Página ::
* * * *

A Intermediaridade Interpoética

            Wilton Azevedo

 

O apparatus do design visivo nas telas dos computadores, para que possamos manipular nossas escritas na obtenção de uma escritura, nada tem feito além de simular as máquinas já existentes da cultura analógica. Esta tradição que produz signos de forma apartada entre si , e que por decorrência de uma cultura tecida em códices, vem cada vez mais dependendo da tecnologia para que possamos assumir uma nova ambiência sígnica, produto de uma escritura  híbrida de linguagem programática.

As aproximações dos códigos solicitadas pela introdução de novos meios tecnológicos, sempre salientaram a correspondência entre a forma verbal, visual e sonora, e esta correspondência,  não resultou em convicções” (Oliveira, 1999: 12), e sim de  como a poética destes suportes já apontava para  um produto híbrido, “ criação plástico – poética”.

* * * *

Prossiga a redação do texto sobre a intermediaridade interpoética, começando logo após a última frase apresentada.

Dados disponíveis ::

* * * *

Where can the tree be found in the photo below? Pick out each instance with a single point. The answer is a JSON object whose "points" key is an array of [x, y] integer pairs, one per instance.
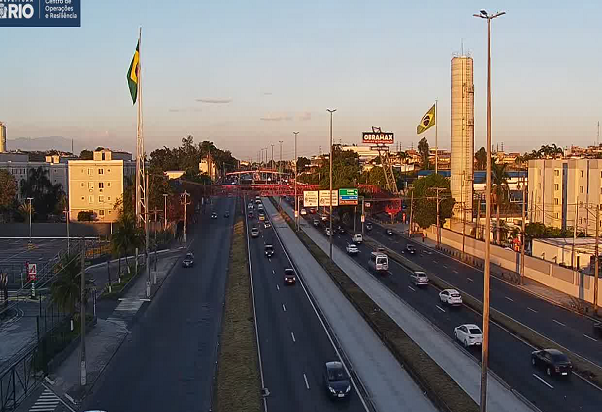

* * * *

Resposta do exercício ::
Os suportes digitais passaram a configurar uma nova noção de poética, “A forma do texto poético é própria. Ela já é um desenho, mostra-se em verso, configura um espaço novo no pergaminho, na página ou na tela, tempo e espaço novo no pergaminho, na página ou na tela, tempo e espaço se buscando, se sobrepondo. Os primeiros teóricos perceberam este conluio de formas e de códigos.” (Oliveira, 1999: 12)e conclui,“o que a vista abarca de um só lance, ele (o poeta) nos enumera lentamente, pouco a pouco, e muitas vezes sucede que, ao último traço apresentado, já esquecemos o primeiro…Para a vista, as partes contempladas conservam-se constantemente presentes, ela pode percorrê-las quantas vezes lhe aprouver; para o ouvido, porém, as partes ouvidas se perdem, caso não se gravem na memória. (Oliveira apud. Lessing, 1999: 14)

A Lingüística é apenas uma parte da vasta ciência geral dos signos, “Engano inicial que se retificou, em seguida, porque se constatou que a Lingüística não é parte, mesmo que privilegiada, das ciência geral dos signos; a Semiologia é que é parte da Lingüística: muito precisamente, no dizer de Kristeva, aquela parte responsável pelas grandes unidades significantes do discurso, pois, qualquer que seja o objeto da Semiologia (gesto, som, imagem etc.) ele só é acessível ao conhecimento através da língua. (Oliveira apud. Saussure, 1999: 20)

Diante destas considerações apontadas, podemos afirmar que os suportes digitais vêm definitivamente nos oferecendo a necessidade de encararmos a linguagem humana como produto plural, mas que tem que ser pensado a sua produção como prática interpoética[1].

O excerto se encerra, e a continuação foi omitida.